Teks yang Ditampilkan:

┄┄┄┄┄┄┄┄┄┄

3. Sunnat, yaitu ijtihad terhadap sesuatu masalah atau peristiwa
yang belum terjadi baik dinyatakan atau tidak.
C.
Syarat Syarat Ijtihad
1. Memahami Al-Quran dan Al-Haditst. Kalau
tidak memahami salah satunya, maka ia bukan mujtahid dan tidak boleh
berijtihad. Hal ini menjadi syarat utama, karena ijtihad hanya boleh dilakukan
apabila telah diketahui tidak ada penjelasan dari Al-Quran atau Al-Hadits. Baik
tentang ayat ayat Al-Quran maupun hadits hadits tidak disyaratkan hafal, tetapi
cukup apabila dibutuhkan dapat mencarinya dalam Al-Quran dan Kitab-kitab
Hadits. Tentang hadits selain mengetahui keadaan perawi perawi hadits mana yang
tercela dan mana yang tidak
2. Mengetahui hukum hukum yang ditetapkan
dengan Ijma’ sehingg ia tidak memberikan fatwa yang berlainan dengan Ijma’,
kalau ia berpegang kepada Ijma dan memandangnya sebagai dalil.

┄┄┄┄┄┄┄┄┄┄

Data Terkumpul:
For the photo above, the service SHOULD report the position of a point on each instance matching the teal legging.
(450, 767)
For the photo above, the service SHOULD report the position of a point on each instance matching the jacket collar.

┄┄┄┄┄┄┄┄┄┄

Yang Harus Dikerjakan:
1/ Jawablah pertanyaan berikut berdasarkan teks tentang syarat ijtihad.
(a) Ijtihad sunnat dilakukan terhadap masalah atau peristiwa yang bagaimana?
(b) Apakah ayat-ayat Al-Quran dan hadits-hadits disyaratkan untuk dihafal?
(c) Pada syarat kedua, hukum-hukum apa yang harus diketahui?
2/ Salin secara persis bagian teks tentang syarat ijtihad dari "Syarat Syarat Ijtihad" sampai "memandangnya sebagai dalil.".
Materi tersebut berdiri sendiri dan terpisah dari teks.

Jawaban Tugas:
1/
(a) Terhadap masalah atau peristiwa yang belum terjadi, baik dinyatakan atau tidak.
(b) Tidak; cukup apabila dibutuhkan dapat mencarinya dalam Al-Quran dan kitab-kitab hadits.
(c) Hukum-hukum yang ditetapkan dengan Ijma', sehingga ia tidak memberikan fatwa yang berlainan dengan Ijma'.

2/
Syarat Syarat Ijtihad
1. Memahami Al-Quran dan Al-Haditst. Kalau
tidak memahami salah satunya, maka ia bukan mujtahid dan tidak boleh
berijtihad. Hal ini menjadi syarat utama, karena ijtihad hanya boleh dilakukan
apabila telah diketahui tidak ada penjelasan dari Al-Quran atau Al-Hadits. Baik
tentang ayat ayat Al-Quran maupun hadits hadits tidak disyaratkan hafal, tetapi
cukup apabila dibutuhkan dapat mencarinya dalam Al-Quran dan Kitab-kitab
Hadits. Tentang hadits selain mengetahui keadaan perawi perawi hadits mana yang
tercela dan mana yang tidak
2. Mengetahui hukum hukum yang ditetapkan
dengan Ijma’ sehingg ia tidak memberikan fatwa yang berlainan dengan Ijma’,
kalau ia berpegang kepada Ijma dan memandangnya sebagai dalil.